Excerpted text
The Feedback Loop Nobody Noticed
Six foundation layers shipped. The closed feedback loop — trust scores updating from agent behaviour, driving future routing without human intervention — is live. And the docs still described it as aspirational.
I’d been meaning to refresh the Gastown comparison documents for a while. They were last updated in late May, and a lot shipped since: Layer 3 (qhorus messaging), Layer 4 (ledger audit), Layer 6 (trust routing), GDPR erasure, the ActionRiskClassifier, the compliance report endpoint. The handover still listed devtown#3 (TrustWeightedSelectionStrategy) as the next thing to pick up.
The zombie issue
That was the first surprise. Issue #3 described a TrustWeightedSelectionStrategy implements WorkerSelectionStrategy — a devtown-local class. What actually shipped was TrustWeightedAgentStrategy in casehub-engine-ledger, a foundation capability with a completely different SPI. The work was done under #57 (Layer 6), not #3. The issue had been sitting open for weeks as a zombie — everything it described was implemented, just tracked differently. The SPI names evolved during foundation development and the issue never caught up.
Closed it with a comment mapping each acceptance criterion to what shipped. Every item covered, most exceeded.
Twenty-nine stale items
The systematic scan across all four documents — gastown-casehub-analysis-v2.md, PROGRESS.md, orchestration-advantages.md, and the v1 analysis — turned up 29 stale items across 8 sections. P1.3 (trust routing wired) still showed as pending. The orchestration advantages doc still described engine#186 as “the one remaining gap” — it shipped in May. The cross-deployment trust federation entry in §4.4 contradicted §7 in the same document.

Listed entries

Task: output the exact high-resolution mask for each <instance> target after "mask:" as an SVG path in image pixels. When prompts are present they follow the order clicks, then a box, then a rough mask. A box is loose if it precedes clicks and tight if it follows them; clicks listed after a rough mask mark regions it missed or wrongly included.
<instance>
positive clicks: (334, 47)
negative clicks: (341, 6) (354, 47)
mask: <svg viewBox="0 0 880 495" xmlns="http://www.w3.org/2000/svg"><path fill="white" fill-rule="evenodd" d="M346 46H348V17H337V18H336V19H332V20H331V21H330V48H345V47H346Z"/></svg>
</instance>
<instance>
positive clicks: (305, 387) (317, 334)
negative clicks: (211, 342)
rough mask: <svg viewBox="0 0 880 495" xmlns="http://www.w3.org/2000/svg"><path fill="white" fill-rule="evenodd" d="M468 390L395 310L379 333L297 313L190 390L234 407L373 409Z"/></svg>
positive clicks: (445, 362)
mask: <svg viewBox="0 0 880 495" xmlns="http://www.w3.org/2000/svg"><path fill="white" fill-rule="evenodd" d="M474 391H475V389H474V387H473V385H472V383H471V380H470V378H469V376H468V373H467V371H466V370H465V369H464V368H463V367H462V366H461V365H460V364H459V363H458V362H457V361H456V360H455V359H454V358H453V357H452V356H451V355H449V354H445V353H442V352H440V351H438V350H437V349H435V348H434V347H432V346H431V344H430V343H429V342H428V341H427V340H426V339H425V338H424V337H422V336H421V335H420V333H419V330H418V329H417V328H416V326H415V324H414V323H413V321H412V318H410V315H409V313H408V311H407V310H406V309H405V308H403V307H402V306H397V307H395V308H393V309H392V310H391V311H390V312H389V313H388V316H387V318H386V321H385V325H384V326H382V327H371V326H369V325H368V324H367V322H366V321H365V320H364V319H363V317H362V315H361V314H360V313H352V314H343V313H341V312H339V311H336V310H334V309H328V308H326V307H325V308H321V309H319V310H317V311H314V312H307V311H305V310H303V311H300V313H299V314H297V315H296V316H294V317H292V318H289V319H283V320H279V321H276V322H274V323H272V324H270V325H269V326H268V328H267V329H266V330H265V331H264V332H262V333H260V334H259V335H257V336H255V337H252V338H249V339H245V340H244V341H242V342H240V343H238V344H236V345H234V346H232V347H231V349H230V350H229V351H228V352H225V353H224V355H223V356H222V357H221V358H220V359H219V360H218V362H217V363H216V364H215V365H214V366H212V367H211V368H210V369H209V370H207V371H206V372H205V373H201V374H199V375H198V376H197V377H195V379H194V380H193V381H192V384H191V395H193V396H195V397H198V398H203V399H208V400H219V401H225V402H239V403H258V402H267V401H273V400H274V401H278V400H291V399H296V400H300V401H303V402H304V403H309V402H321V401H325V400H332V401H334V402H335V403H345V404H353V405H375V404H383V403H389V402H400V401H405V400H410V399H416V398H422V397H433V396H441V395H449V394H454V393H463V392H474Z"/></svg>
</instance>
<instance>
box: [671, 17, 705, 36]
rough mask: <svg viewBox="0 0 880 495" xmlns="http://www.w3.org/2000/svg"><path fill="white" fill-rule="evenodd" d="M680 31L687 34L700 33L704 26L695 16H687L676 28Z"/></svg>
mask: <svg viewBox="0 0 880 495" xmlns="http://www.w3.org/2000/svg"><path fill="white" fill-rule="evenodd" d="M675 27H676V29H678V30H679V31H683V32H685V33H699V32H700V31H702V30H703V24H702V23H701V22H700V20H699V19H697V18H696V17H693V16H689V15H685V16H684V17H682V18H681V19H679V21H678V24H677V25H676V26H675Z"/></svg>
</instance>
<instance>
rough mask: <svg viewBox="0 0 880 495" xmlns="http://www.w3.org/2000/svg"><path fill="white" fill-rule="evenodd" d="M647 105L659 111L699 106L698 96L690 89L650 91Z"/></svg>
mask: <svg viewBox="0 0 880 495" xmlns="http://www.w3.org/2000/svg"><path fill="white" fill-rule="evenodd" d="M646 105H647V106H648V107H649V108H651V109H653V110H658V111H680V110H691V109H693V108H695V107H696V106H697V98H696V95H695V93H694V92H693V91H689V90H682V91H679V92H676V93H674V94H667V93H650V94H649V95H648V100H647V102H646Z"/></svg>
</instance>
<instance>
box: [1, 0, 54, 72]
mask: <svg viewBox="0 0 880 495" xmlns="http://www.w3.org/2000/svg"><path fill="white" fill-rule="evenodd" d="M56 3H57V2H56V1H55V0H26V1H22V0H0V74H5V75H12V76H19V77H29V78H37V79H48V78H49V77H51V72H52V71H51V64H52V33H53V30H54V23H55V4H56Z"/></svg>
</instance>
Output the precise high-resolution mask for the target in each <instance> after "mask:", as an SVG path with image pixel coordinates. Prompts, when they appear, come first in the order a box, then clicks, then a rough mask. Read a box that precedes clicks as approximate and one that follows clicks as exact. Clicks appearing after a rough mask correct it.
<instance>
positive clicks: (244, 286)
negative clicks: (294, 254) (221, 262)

Instructions for the task
Retype the stretch of "The Feedback Loop Nobody Noticed" from "The zombie issue" through "covered, most exceeded." with every word and punctuation mark unchanged.

Written solution
The zombie issue
That was the first surprise. Issue #3 described a TrustWeightedSelectionStrategy implements WorkerSelectionStrategy — a devtown-local class. What actually shipped was TrustWeightedAgentStrategy in casehub-engine-ledger, a foundation capability with a completely different SPI. The work was done under #57 (Layer 6), not #3. The issue had been sitting open for weeks as a zombie — everything it described was implemented, just tracked differently. The SPI names evolved during foundation development and the issue never caught up.
Closed it with a comment mapping each acceptance criterion to what shipped. Every item covered, most exceeded.